'''
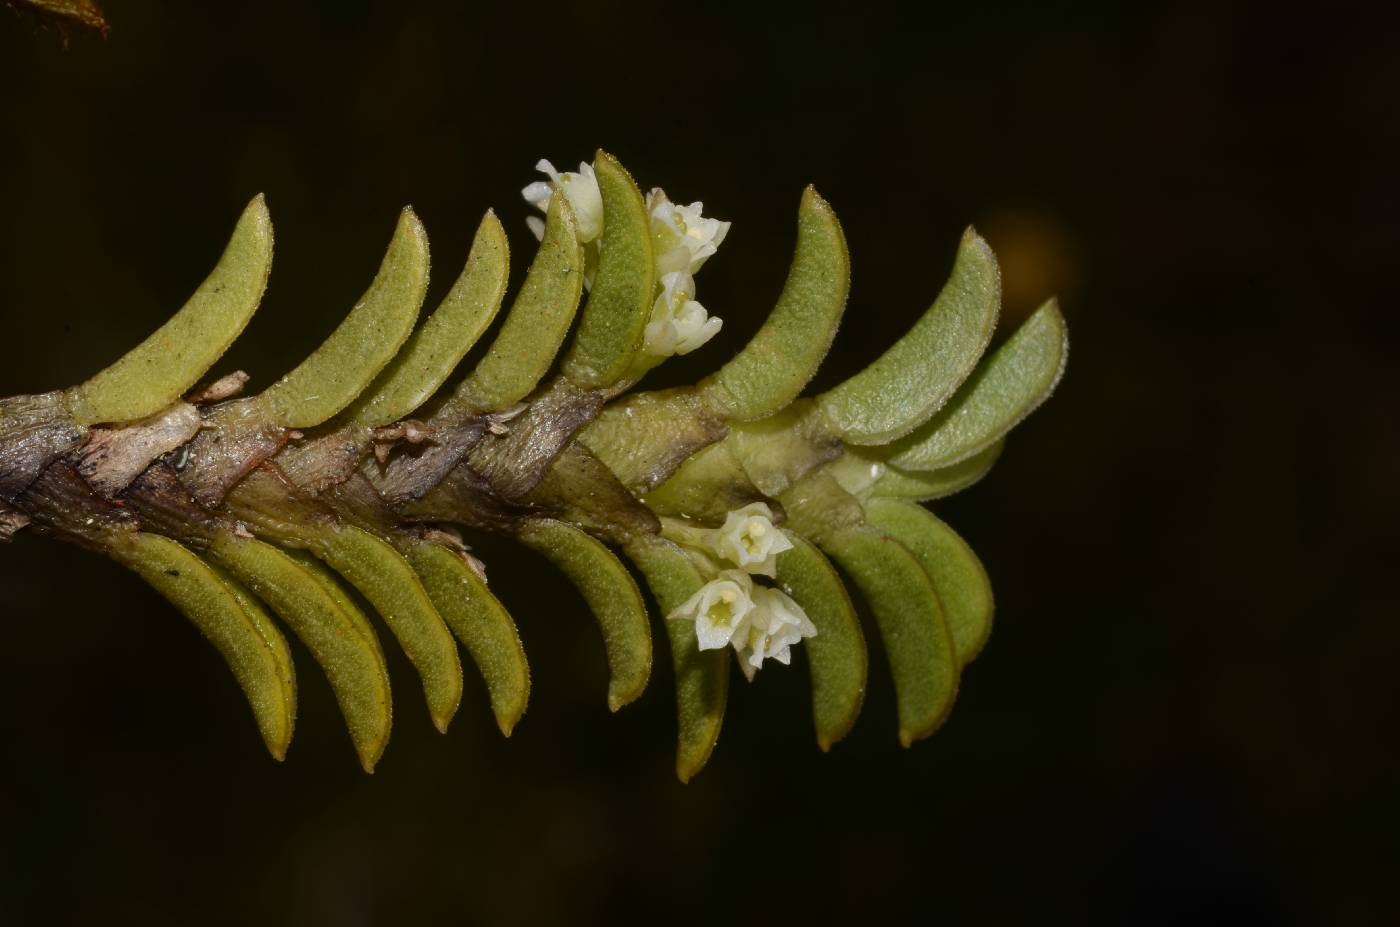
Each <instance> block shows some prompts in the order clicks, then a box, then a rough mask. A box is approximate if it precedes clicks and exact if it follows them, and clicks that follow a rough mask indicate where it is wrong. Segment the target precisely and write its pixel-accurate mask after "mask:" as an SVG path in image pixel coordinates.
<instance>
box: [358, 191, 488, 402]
mask: <svg viewBox="0 0 1400 927" xmlns="http://www.w3.org/2000/svg"><path fill="white" fill-rule="evenodd" d="M508 274H510V244H508V242H507V239H505V230H504V228H501V221H500V220H498V218H496V213H493V211H490V210H487V213H486V217H484V218H482V224H480V227H479V228H477V230H476V238H475V241H473V242H472V251H470V253H469V255H468V258H466V266H465V267H463V269H462V274H461V276H459V277H458V279H456V283H454V284H452V288H451V290H449V291H448V294H447V298H444V300H442V304H441V305H438V308H437V309H435V311H434V312H433V315H430V316H428V318H427V321H426V322H423V325H421V326H419V329H417V330H414V332H413V335H410V336H409V340H407V342H405V343H403V347H402V349H400V350H399V353H398V354H395V356H393V360H391V361H389V365H388V367H385V368H384V370H382V371H381V372H379V377H378V378H377V379H375V381H374V382H372V384H370V388H368V389H365V392H364V393H361V396H360V398H358V399H356V402H354V405H353V406H350V409H349V410H347V412H346V417H347V419H349V420H351V421H356V423H358V424H367V426H371V427H379V426H386V424H391V423H393V421H398V420H399V419H403V417H406V416H409V414H413V412H414V410H416V409H417V407H419V406H421V405H423V403H424V402H427V400H428V398H431V396H433V393H434V392H437V388H438V386H441V385H442V384H444V382H445V381H447V378H448V377H451V375H452V370H454V368H455V367H456V365H458V363H459V361H461V360H462V358H463V357H465V356H466V353H468V351H469V350H472V346H473V344H476V340H477V339H479V337H482V333H483V332H486V328H487V326H489V325H490V323H491V319H494V318H496V314H497V311H500V308H501V300H503V298H504V297H505V283H507V277H508Z"/></svg>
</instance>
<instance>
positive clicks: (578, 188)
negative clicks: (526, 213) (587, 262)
mask: <svg viewBox="0 0 1400 927" xmlns="http://www.w3.org/2000/svg"><path fill="white" fill-rule="evenodd" d="M535 169H536V171H539V172H540V174H547V175H549V182H547V183H546V182H545V181H535V182H533V183H531V185H529V186H526V188H525V189H524V190H521V196H524V197H525V202H526V203H529V204H531V206H533V207H535V209H538V210H539V211H542V213H547V211H549V197H550V196H553V195H554V190H563V193H564V196H566V197H567V199H568V204H570V206H571V207H573V210H574V218H575V220H577V223H578V241H580V242H581V244H585V245H587V244H588V242H591V241H594V239H596V238H598V237H599V235H602V234H603V195H602V190H599V189H598V176H596V175H595V174H594V165H592V164H587V162H580V165H578V174H574V172H573V171H564V172H563V174H560V172H559V171H556V169H554V165H553V164H550V162H549V161H546V160H545V158H540V160H539V161H538V162H536V164H535ZM525 224H526V225H529V230H531V231H532V232H535V238H539V239H540V241H543V239H545V223H543V220H540V218H538V217H535V216H531V217H529V218H526V220H525Z"/></svg>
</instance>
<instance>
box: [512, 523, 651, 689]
mask: <svg viewBox="0 0 1400 927" xmlns="http://www.w3.org/2000/svg"><path fill="white" fill-rule="evenodd" d="M518 536H519V539H521V542H524V543H525V545H528V546H529V548H531V549H533V550H538V552H539V553H542V555H545V556H546V557H547V559H549V562H550V563H553V564H554V566H556V567H559V569H560V570H563V573H564V576H567V577H568V580H570V583H573V584H574V587H575V588H577V590H578V591H580V592H581V594H582V597H584V599H585V601H587V602H588V608H589V611H591V612H592V613H594V616H595V618H596V619H598V629H599V630H601V632H602V634H603V644H605V647H606V650H608V668H609V672H610V679H609V682H608V707H609V709H612V710H613V711H616V710H617V709H620V707H622V706H624V704H627V703H629V702H631V700H633V699H636V697H637V696H640V695H641V693H643V690H644V689H645V688H647V679H648V678H650V676H651V627H650V626H648V625H647V605H645V602H643V599H641V591H640V590H638V588H637V584H636V583H634V581H633V578H631V574H630V573H627V567H624V566H623V564H622V562H620V560H617V557H616V556H615V555H613V552H612V550H609V549H608V548H605V546H603V545H602V543H601V542H598V541H595V539H594V538H592V535H588V534H585V532H582V531H580V529H578V528H574V527H573V525H568V524H566V522H561V521H553V520H550V518H535V520H531V521H528V522H525V525H524V527H522V528H521V532H519V535H518Z"/></svg>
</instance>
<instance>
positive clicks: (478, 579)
mask: <svg viewBox="0 0 1400 927" xmlns="http://www.w3.org/2000/svg"><path fill="white" fill-rule="evenodd" d="M405 556H407V559H409V563H410V564H413V570H414V571H416V573H417V574H419V578H420V580H421V581H423V588H424V590H427V592H428V597H430V598H431V599H433V604H434V605H435V606H437V609H438V612H440V613H441V615H442V619H444V620H445V622H447V625H448V627H451V629H452V633H454V634H456V639H458V640H459V641H462V646H463V647H466V651H468V653H469V654H470V655H472V660H473V661H475V662H476V668H477V671H480V674H482V679H484V681H486V689H487V693H489V695H490V699H491V710H493V711H494V714H496V724H497V725H498V727H500V728H501V734H504V735H505V737H510V735H511V731H512V730H515V724H517V723H518V721H519V720H521V716H522V714H525V706H526V704H528V703H529V664H528V662H526V661H525V650H524V648H522V647H521V637H519V632H518V630H517V629H515V622H514V620H512V619H511V615H510V612H507V611H505V606H504V605H501V604H500V601H497V598H496V597H494V595H493V594H491V591H490V590H489V588H487V587H486V581H484V580H482V577H479V576H477V574H476V571H475V570H472V567H470V566H469V564H468V563H466V562H465V560H463V559H462V557H461V555H456V553H454V552H452V550H448V549H447V548H442V546H440V545H435V543H431V542H427V541H424V542H420V543H417V545H414V546H412V548H410V549H409V550H407V552H406V555H405Z"/></svg>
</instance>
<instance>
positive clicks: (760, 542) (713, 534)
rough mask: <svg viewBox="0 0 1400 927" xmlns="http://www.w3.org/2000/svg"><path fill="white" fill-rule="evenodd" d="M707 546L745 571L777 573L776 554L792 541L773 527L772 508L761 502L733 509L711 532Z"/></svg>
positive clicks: (786, 547) (788, 544)
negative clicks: (720, 526)
mask: <svg viewBox="0 0 1400 927" xmlns="http://www.w3.org/2000/svg"><path fill="white" fill-rule="evenodd" d="M710 548H711V549H713V550H714V552H715V553H717V555H720V556H721V557H724V559H725V560H728V562H729V563H732V564H735V566H736V567H739V569H741V570H745V571H748V573H757V574H760V576H767V577H771V576H776V574H777V556H778V555H780V553H783V552H784V550H791V549H792V542H791V541H788V539H787V535H784V534H783V532H781V531H778V529H777V528H774V527H773V511H771V510H770V508H769V507H767V506H764V504H763V503H749V504H748V506H745V507H743V508H735V510H734V511H731V513H729V514H728V517H727V518H725V520H724V524H722V525H721V527H720V528H717V529H715V531H711V532H710Z"/></svg>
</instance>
'''
● **WORK TO COMPLETE**: All the lines above should be reproduced exactly, and none of the pictures.

● **ANSWER SPACE**:
Each <instance> block shows some prompts in the order clicks, then a box, then a rough mask. A box is approximate if it precedes clicks and exact if it follows them, and clicks that follow a rough mask indicate where it is wrong. Segment the target precisely and write its pixel-accurate mask after "mask:" as an SVG path in image pixel coordinates.
<instance>
box: [358, 191, 488, 402]
mask: <svg viewBox="0 0 1400 927" xmlns="http://www.w3.org/2000/svg"><path fill="white" fill-rule="evenodd" d="M508 274H510V244H508V242H507V239H505V230H504V228H501V221H500V220H498V218H496V213H493V211H490V210H487V213H486V217H484V218H482V224H480V227H479V228H477V230H476V238H475V241H473V242H472V251H470V253H469V255H468V258H466V266H465V267H463V269H462V274H461V276H459V277H458V279H456V283H454V284H452V288H451V290H449V291H448V294H447V298H444V300H442V304H441V305H438V308H437V309H435V311H434V312H433V315H430V316H428V318H427V321H426V322H423V325H421V326H419V329H417V330H414V332H413V335H410V336H409V340H407V342H405V343H403V347H402V349H400V350H399V353H398V354H395V356H393V360H391V361H389V365H388V367H385V368H384V370H382V371H381V372H379V377H378V378H377V379H375V381H374V382H372V384H370V388H368V389H365V392H364V393H361V396H360V398H358V399H356V402H354V405H353V406H350V409H349V410H347V412H346V417H347V419H349V420H351V421H356V423H358V424H367V426H371V427H379V426H386V424H391V423H393V421H398V420H399V419H403V417H406V416H409V414H413V412H414V410H416V409H417V407H419V406H421V405H423V403H424V402H427V400H428V398H431V396H433V393H434V392H437V388H438V386H441V385H442V384H444V382H445V381H447V378H448V377H451V375H452V370H454V368H455V367H456V365H458V363H459V361H461V360H462V358H463V357H465V356H466V353H468V351H469V350H472V346H473V344H476V340H477V339H479V337H482V333H483V332H486V328H487V326H489V325H490V323H491V319H494V318H496V314H497V311H500V308H501V300H503V298H504V297H505V283H507V277H508Z"/></svg>
</instance>
<instance>
positive clicks: (578, 188)
negative clicks: (526, 213) (587, 262)
mask: <svg viewBox="0 0 1400 927" xmlns="http://www.w3.org/2000/svg"><path fill="white" fill-rule="evenodd" d="M535 169H536V171H539V172H540V174H547V175H549V182H547V183H546V182H545V181H535V182H533V183H531V185H529V186H526V188H525V189H524V190H521V196H524V197H525V202H526V203H529V204H531V206H533V207H535V209H538V210H539V211H542V213H547V211H549V197H550V196H553V195H554V190H563V193H564V196H566V197H567V199H568V204H570V206H571V207H573V210H574V218H575V220H577V223H578V241H580V242H581V244H585V245H587V244H588V242H591V241H594V239H596V238H598V237H599V235H602V234H603V195H602V190H599V189H598V176H596V175H595V174H594V165H592V164H587V162H580V165H578V174H574V172H573V171H564V172H563V174H560V172H559V171H556V169H554V165H553V164H550V162H549V161H546V160H545V158H540V160H539V161H538V162H536V164H535ZM525 224H526V225H529V230H531V231H532V232H535V238H539V239H540V241H543V239H545V223H543V220H540V218H538V217H535V216H531V217H529V218H526V220H525Z"/></svg>
</instance>
<instance>
box: [512, 523, 651, 689]
mask: <svg viewBox="0 0 1400 927" xmlns="http://www.w3.org/2000/svg"><path fill="white" fill-rule="evenodd" d="M518 536H519V539H521V542H524V543H525V545H528V546H529V548H531V549H533V550H538V552H539V553H542V555H545V556H546V557H547V559H549V562H550V563H553V564H554V566H556V567H559V569H560V570H563V573H564V576H567V577H568V580H570V583H573V584H574V587H575V588H577V590H578V591H580V592H581V594H582V597H584V599H585V601H587V602H588V608H589V611H591V612H592V613H594V616H595V618H596V619H598V629H599V630H601V632H602V634H603V644H605V647H606V650H608V668H609V672H610V679H609V682H608V707H609V709H612V710H613V711H616V710H617V709H620V707H622V706H624V704H627V703H629V702H631V700H633V699H636V697H637V696H640V695H641V693H643V690H644V689H645V688H647V679H648V678H650V676H651V627H650V626H648V625H647V605H645V602H643V599H641V591H640V590H638V588H637V584H636V583H634V581H633V578H631V574H630V573H627V567H624V566H623V564H622V562H620V560H617V557H616V556H615V555H613V552H612V550H609V549H608V548H605V546H603V545H602V543H601V542H598V541H595V539H594V538H592V535H588V534H585V532H582V531H580V529H578V528H574V527H573V525H568V524H566V522H561V521H553V520H550V518H535V520H531V521H528V522H525V525H524V527H522V528H521V532H519V535H518Z"/></svg>
</instance>
<instance>
positive clicks: (478, 579)
mask: <svg viewBox="0 0 1400 927" xmlns="http://www.w3.org/2000/svg"><path fill="white" fill-rule="evenodd" d="M405 556H407V559H409V563H410V564H413V570H414V571H416V573H417V574H419V578H420V580H421V581H423V588H424V590H427V592H428V597H430V598H431V599H433V604H434V605H435V606H437V609H438V612H440V613H441V615H442V619H444V620H445V622H447V625H448V627H451V629H452V633H454V634H456V639H458V640H459V641H462V646H463V647H466V651H468V653H469V654H470V655H472V660H473V661H475V662H476V668H477V671H480V674H482V679H484V681H486V689H487V693H489V695H490V699H491V710H493V711H494V714H496V724H497V725H498V727H500V728H501V734H504V735H505V737H510V735H511V731H512V730H515V724H517V723H518V721H519V720H521V716H522V714H525V706H526V704H528V703H529V664H528V662H526V661H525V650H524V648H522V647H521V637H519V632H518V630H517V629H515V622H514V620H512V619H511V615H510V612H507V611H505V606H504V605H501V604H500V601H497V598H496V597H494V595H493V594H491V591H490V590H489V588H487V587H486V581H484V580H482V577H479V576H477V574H476V571H475V570H472V567H470V566H469V564H468V563H466V562H465V560H463V559H462V557H461V555H456V553H454V552H452V550H448V549H447V548H442V546H440V545H435V543H431V542H427V541H424V542H420V543H417V545H414V546H412V548H410V549H409V550H407V552H406V555H405Z"/></svg>
</instance>
<instance>
positive clicks: (760, 542) (713, 534)
rough mask: <svg viewBox="0 0 1400 927" xmlns="http://www.w3.org/2000/svg"><path fill="white" fill-rule="evenodd" d="M707 546L745 571L777 573L776 554L792 541L773 527L772 508L761 502L733 509L711 532Z"/></svg>
positive clicks: (786, 547) (788, 544)
negative clicks: (720, 526)
mask: <svg viewBox="0 0 1400 927" xmlns="http://www.w3.org/2000/svg"><path fill="white" fill-rule="evenodd" d="M710 548H711V549H713V550H714V552H715V553H717V555H720V556H721V557H724V559H725V560H728V562H729V563H732V564H735V566H736V567H739V569H741V570H745V571H748V573H757V574H760V576H767V577H771V576H776V574H777V556H778V555H780V553H783V552H784V550H791V549H792V542H791V541H788V539H787V535H784V534H783V532H781V531H778V529H777V528H774V527H773V511H771V510H770V508H769V507H767V506H764V504H763V503H749V504H748V506H745V507H743V508H735V510H734V511H731V513H729V514H728V517H727V518H725V520H724V524H722V525H721V527H720V528H717V529H715V531H711V532H710Z"/></svg>
</instance>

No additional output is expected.